=== Text shown ===

The trauma often presented by the breakdown of a marital relationship presents a fight (can I win?) or flight (can I escape?) reaction. The fight can be moved from the bedroom to the courtroom easy enough; the flight, however, can be a transformative journey. The change can be embraced or it can be resisted. A respected mentor has often reminded us that the devil we don’t know is often scarier than the one we do know.
Sometimes I feel like a pebble being washed by the ebb and flow of time towards the great expanse. I assume most couples facing the abyss of separation and divorce feel similarly; lost in a dark vortex. In my work, however, as a Collaborative attorney, I feel most alive when I'm taking a risk by “putting my self out there”, interacting with people, creating, working in Nature, exercising, discovering anything.
Several years ago, a fellow Collaborative lawyer and mediator who, through our countless hours of collaboration with one another, has become a most trusted and dear friend, advised me to follow my heart and understand from whence my inner peace flows. She encouraged me to fully commit to peacemaking and the Collaborative way, and to leave my litigation practice behind. I was faced, it seemed, with having to pull the sword from the stone. I have, however. found my inner peace and my passion. Until we change our appearance, and see the world from another’s vantage point, as the wizard changed young Arthur’s, and we see the world in a different light, we often cannot see what is our true reality and our own strength. I have never looked back.

=== The data ===

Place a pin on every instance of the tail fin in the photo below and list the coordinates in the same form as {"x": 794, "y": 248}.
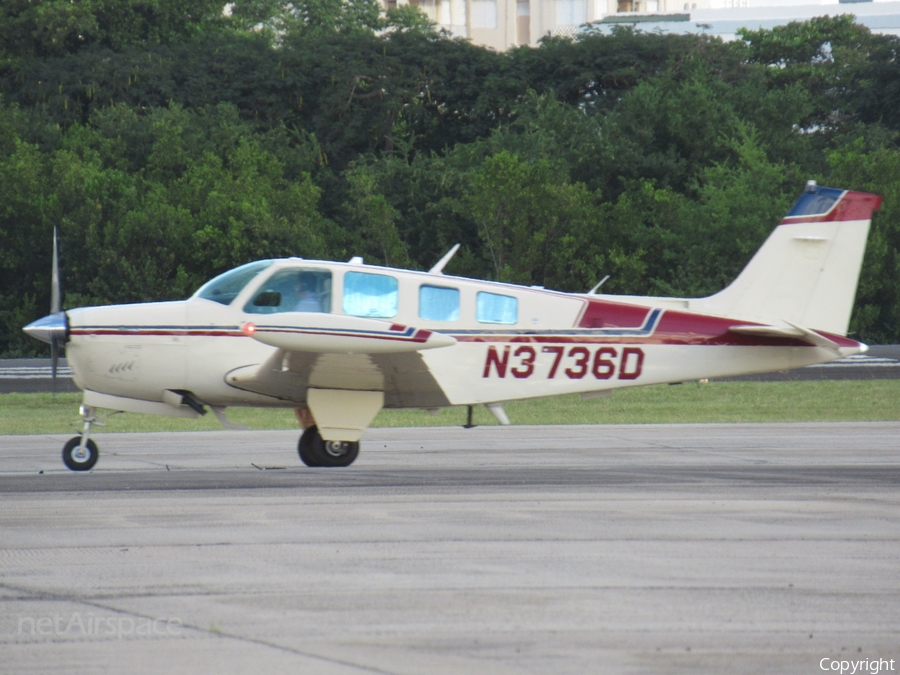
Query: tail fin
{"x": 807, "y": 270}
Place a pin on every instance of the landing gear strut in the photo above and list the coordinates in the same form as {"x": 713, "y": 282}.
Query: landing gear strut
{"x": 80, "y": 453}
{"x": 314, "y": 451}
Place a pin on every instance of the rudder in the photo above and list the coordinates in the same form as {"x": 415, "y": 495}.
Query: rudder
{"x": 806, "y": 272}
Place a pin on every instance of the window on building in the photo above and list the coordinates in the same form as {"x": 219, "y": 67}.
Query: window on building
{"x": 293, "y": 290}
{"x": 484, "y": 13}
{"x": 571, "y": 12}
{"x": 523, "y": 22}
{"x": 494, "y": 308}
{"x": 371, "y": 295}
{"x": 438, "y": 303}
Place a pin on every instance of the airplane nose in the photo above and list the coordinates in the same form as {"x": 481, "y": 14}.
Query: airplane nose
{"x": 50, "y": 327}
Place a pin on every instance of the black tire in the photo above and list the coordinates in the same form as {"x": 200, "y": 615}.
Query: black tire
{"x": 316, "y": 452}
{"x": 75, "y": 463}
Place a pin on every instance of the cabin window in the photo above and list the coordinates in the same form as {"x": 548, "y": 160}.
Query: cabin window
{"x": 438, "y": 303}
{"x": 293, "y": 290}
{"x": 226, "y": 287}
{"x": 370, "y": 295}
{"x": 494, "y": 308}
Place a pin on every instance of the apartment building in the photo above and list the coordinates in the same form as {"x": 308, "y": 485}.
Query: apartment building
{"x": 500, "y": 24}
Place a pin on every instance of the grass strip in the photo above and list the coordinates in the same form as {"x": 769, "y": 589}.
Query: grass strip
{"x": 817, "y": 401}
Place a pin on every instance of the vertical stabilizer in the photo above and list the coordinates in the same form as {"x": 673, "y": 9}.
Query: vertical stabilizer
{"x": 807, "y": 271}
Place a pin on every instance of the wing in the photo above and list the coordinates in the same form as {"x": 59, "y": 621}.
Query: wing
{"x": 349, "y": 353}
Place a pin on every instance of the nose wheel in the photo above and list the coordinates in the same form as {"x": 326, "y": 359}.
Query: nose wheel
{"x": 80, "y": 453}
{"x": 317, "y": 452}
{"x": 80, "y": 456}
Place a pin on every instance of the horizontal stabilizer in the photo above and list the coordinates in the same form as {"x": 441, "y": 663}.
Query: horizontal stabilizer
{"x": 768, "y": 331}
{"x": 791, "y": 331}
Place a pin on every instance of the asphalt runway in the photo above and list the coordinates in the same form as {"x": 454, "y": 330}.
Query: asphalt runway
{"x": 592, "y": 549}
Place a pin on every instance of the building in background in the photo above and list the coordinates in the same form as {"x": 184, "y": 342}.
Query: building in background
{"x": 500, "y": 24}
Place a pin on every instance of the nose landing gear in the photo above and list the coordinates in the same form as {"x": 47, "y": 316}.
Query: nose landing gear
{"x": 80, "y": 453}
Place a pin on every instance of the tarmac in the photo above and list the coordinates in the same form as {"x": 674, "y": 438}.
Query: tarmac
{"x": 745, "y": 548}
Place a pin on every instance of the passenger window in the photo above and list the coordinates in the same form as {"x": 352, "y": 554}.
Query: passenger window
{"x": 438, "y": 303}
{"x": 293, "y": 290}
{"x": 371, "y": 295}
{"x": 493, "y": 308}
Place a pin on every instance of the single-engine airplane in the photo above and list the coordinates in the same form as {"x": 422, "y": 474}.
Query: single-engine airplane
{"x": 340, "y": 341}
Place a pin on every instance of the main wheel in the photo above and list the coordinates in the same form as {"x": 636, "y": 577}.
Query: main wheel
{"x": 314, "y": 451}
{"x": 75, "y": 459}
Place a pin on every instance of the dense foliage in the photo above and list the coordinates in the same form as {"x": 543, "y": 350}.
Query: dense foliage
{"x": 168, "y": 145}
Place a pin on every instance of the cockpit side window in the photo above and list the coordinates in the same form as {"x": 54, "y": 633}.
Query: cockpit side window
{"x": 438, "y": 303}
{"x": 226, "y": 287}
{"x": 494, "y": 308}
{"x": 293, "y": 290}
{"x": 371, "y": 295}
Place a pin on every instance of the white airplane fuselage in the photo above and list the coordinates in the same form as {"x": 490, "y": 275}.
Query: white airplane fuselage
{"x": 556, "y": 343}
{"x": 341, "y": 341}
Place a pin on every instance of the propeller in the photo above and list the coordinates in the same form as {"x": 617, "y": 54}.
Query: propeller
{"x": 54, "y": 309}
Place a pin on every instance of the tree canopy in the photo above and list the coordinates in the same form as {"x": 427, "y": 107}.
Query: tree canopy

===

Exercise set —
[1] Based on the essay about collaborative law, decide whether each statement agrees with it: (a) the friend who gave advice works as a Collaborative lawyer and mediator; (b) the flight reaction is the one that can be moved from the bedroom to the courtroom; (c) the writer has looked back since leaving litigation. For each, answer yes or no and quote the deciding words.
[2] Pick out every line of the records that contains the string "engine", matching case exactly.

Responses —
[1]
(a) Yes: "a fellow Collaborative lawyer and mediator"
(b) No: "The fight can be moved from the bedroom to the courtroom easy enough"
(c) No: "I have never looked back."

[2]
Place a pin on every instance of the single-engine airplane in the photo above and list the coordinates in the same form as {"x": 422, "y": 474}.
Query: single-engine airplane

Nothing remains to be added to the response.